**WRITTEN REQUEST**:
Send back all the data below, exactly as given.

**DATA ENTRIES**:
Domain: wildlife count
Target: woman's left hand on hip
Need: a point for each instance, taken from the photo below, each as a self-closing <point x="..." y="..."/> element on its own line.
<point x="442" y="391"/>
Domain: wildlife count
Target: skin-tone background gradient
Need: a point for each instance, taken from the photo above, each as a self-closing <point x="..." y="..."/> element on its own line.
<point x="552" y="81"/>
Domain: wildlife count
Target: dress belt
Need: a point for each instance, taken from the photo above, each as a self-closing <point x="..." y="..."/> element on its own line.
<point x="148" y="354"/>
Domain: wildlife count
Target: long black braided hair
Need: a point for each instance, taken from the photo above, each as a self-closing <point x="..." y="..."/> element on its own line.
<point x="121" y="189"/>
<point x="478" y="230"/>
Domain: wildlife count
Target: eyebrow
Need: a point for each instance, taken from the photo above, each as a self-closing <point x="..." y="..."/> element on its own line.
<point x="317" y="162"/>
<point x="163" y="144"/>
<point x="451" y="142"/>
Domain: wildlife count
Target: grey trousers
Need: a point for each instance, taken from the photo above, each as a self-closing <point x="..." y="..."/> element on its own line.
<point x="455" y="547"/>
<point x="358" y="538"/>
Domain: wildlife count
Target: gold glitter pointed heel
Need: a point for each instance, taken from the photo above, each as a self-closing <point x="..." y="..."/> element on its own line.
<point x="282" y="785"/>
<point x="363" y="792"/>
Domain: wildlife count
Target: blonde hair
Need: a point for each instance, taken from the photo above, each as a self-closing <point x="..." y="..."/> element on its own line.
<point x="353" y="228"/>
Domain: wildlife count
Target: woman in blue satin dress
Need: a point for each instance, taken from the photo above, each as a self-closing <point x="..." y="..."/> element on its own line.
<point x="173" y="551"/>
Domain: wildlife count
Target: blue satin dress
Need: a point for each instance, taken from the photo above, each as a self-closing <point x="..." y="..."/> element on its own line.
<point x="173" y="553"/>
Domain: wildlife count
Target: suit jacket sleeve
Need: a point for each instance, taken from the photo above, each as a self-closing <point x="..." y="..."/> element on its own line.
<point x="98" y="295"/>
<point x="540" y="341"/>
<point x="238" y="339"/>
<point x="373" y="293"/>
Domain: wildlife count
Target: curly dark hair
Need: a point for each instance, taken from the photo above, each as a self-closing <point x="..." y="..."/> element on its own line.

**ANSWER**:
Domain: wildlife count
Target: woman's left hand on hip
Need: a point for each instance, taken from the photo below, each as a self-closing <point x="..." y="..."/> element on its own line.
<point x="442" y="391"/>
Domain: wildlife count
Target: skin-tone background gradient
Need: a point for each instance, taken from the photo above, each as a self-closing <point x="..." y="..."/> element on its own line.
<point x="552" y="81"/>
Domain: wildlife count
Target: dress belt
Need: a point for each instance, taken from the photo above, each as a self-closing <point x="..." y="..."/> element on its own line.
<point x="148" y="354"/>
Domain: wildlife count
Target: long black braided hair
Need: a point for each instance, taken from the photo above, each as a self-closing <point x="..." y="..."/> element on its own line.
<point x="121" y="189"/>
<point x="478" y="230"/>
Domain: wildlife count
Target: eyebrow
Need: a point for each instance, taken from the photo above, each as a self-closing <point x="..." y="..."/> element on its own line.
<point x="317" y="162"/>
<point x="163" y="144"/>
<point x="451" y="142"/>
Domain: wildlife count
Target: grey trousers
Need: a point for each instance, taken from the photo above, each as a self-closing <point x="..." y="..."/> element on its own line.
<point x="455" y="547"/>
<point x="358" y="538"/>
Domain: wildlife count
Target: gold glitter pointed heel
Need: a point for each instance, taken from the photo above, each as a self-closing <point x="..." y="..."/> element on its own line.
<point x="282" y="785"/>
<point x="363" y="792"/>
Domain: wildlife count
Target: blonde hair
Need: a point for each instance, taken from the photo above, each as a self-closing <point x="..." y="..."/> element on its own line.
<point x="353" y="228"/>
Domain: wildlife count
Target: woman in blue satin dress
Need: a point for each instance, taken from the photo above, each as a self-closing <point x="..." y="..."/> element on its own line.
<point x="173" y="551"/>
Domain: wildlife count
Target: blue satin dress
Need: a point for each instance, taken from the photo above, each as a self-closing <point x="..." y="..."/> element on its own line.
<point x="173" y="553"/>
Domain: wildlife count
Target: suit jacket sleeve
Need: a point for each instance, taken from the photo above, each as a self-closing <point x="..." y="..."/> element on its own line.
<point x="98" y="295"/>
<point x="540" y="341"/>
<point x="238" y="339"/>
<point x="373" y="293"/>
Domain: wildlife count
Target: curly dark hair
Need: a point for each instance, taken from the photo above, each as a self-closing <point x="..." y="..."/> element on its own line.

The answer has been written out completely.